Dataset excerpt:
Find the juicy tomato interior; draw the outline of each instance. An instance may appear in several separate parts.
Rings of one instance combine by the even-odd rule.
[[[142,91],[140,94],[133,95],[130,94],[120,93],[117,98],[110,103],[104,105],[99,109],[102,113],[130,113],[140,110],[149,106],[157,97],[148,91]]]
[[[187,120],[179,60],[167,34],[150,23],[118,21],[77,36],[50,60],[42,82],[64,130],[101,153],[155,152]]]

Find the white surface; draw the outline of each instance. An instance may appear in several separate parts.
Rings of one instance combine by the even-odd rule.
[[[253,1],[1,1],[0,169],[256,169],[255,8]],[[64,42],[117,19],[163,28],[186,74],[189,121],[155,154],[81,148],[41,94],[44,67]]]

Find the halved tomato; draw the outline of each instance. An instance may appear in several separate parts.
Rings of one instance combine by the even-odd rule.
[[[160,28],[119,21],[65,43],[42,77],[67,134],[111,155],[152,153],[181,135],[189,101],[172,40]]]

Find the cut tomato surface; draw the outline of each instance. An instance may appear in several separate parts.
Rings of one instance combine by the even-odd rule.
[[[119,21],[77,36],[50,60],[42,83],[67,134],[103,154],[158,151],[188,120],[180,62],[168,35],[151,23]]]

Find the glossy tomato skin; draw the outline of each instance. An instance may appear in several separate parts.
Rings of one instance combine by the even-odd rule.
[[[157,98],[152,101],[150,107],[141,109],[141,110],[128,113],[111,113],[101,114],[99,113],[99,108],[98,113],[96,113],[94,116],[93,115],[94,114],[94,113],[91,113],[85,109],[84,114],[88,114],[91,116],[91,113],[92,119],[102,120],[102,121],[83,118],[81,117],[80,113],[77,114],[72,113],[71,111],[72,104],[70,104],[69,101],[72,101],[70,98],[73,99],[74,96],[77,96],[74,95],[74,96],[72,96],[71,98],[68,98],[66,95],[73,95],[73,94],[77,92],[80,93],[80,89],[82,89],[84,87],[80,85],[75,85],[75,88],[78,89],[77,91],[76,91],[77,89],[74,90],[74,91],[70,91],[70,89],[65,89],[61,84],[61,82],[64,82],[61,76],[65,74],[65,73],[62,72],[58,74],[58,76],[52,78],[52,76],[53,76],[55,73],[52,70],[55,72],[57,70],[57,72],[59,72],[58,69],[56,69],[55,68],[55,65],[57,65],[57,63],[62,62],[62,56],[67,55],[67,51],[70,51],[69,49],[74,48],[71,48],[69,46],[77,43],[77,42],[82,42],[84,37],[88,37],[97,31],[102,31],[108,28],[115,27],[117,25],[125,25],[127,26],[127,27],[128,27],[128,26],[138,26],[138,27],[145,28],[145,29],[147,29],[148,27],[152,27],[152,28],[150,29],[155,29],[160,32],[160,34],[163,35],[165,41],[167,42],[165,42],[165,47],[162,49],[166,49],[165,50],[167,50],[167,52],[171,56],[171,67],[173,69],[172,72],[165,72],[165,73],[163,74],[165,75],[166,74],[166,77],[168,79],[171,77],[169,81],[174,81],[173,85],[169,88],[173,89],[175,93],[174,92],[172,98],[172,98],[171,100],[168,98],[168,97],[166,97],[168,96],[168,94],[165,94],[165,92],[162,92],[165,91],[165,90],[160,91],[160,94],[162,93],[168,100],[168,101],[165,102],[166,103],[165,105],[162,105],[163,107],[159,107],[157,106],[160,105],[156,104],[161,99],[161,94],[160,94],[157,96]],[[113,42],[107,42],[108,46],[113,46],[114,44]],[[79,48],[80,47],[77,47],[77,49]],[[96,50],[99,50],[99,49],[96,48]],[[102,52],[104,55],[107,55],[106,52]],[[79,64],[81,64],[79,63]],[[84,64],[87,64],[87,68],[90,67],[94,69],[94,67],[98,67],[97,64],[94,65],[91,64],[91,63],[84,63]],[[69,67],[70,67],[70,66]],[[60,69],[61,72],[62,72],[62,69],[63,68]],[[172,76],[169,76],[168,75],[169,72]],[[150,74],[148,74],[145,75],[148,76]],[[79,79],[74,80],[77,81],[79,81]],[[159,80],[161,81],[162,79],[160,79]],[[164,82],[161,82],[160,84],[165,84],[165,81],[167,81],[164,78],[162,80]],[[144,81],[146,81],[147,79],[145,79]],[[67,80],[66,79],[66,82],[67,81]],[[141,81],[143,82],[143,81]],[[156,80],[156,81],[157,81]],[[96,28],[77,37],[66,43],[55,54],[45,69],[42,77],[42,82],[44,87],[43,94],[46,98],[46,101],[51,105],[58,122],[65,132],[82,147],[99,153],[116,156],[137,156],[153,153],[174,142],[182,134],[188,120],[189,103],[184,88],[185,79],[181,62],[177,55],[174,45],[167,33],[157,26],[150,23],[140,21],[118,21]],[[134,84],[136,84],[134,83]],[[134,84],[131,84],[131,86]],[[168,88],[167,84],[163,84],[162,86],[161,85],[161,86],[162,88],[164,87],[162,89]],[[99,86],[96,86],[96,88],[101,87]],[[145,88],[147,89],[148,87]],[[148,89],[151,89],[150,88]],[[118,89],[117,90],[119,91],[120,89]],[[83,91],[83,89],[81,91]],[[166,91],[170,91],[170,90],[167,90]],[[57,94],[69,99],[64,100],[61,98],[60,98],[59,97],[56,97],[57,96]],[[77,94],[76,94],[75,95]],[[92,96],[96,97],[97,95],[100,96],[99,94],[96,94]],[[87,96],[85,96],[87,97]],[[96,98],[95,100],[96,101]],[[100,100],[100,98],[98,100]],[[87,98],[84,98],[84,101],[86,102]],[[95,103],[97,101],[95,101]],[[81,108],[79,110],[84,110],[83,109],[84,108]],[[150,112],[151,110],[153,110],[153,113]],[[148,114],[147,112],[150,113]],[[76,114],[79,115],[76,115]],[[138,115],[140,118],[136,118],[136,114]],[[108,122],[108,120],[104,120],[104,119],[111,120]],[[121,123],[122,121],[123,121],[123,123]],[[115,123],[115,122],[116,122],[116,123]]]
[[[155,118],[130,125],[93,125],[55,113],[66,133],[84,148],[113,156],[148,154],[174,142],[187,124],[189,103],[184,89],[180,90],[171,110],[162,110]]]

Task prompt: Please return every line of the data above that contains the string "tomato". The match is case-sensitive.

Answer to the task:
Find the juicy tomato interior; draw the outline of each instance. An instance may appear in several separate parts.
Find the halved tomato; draw the outline of each instance. An instance may appear in several separate parts.
Find the cut tomato surface; draw the outline of each instance. An instance may appear in several separate parts.
Find the glossy tomato skin; draw the outline of each instance. An instance may appear in several separate parts.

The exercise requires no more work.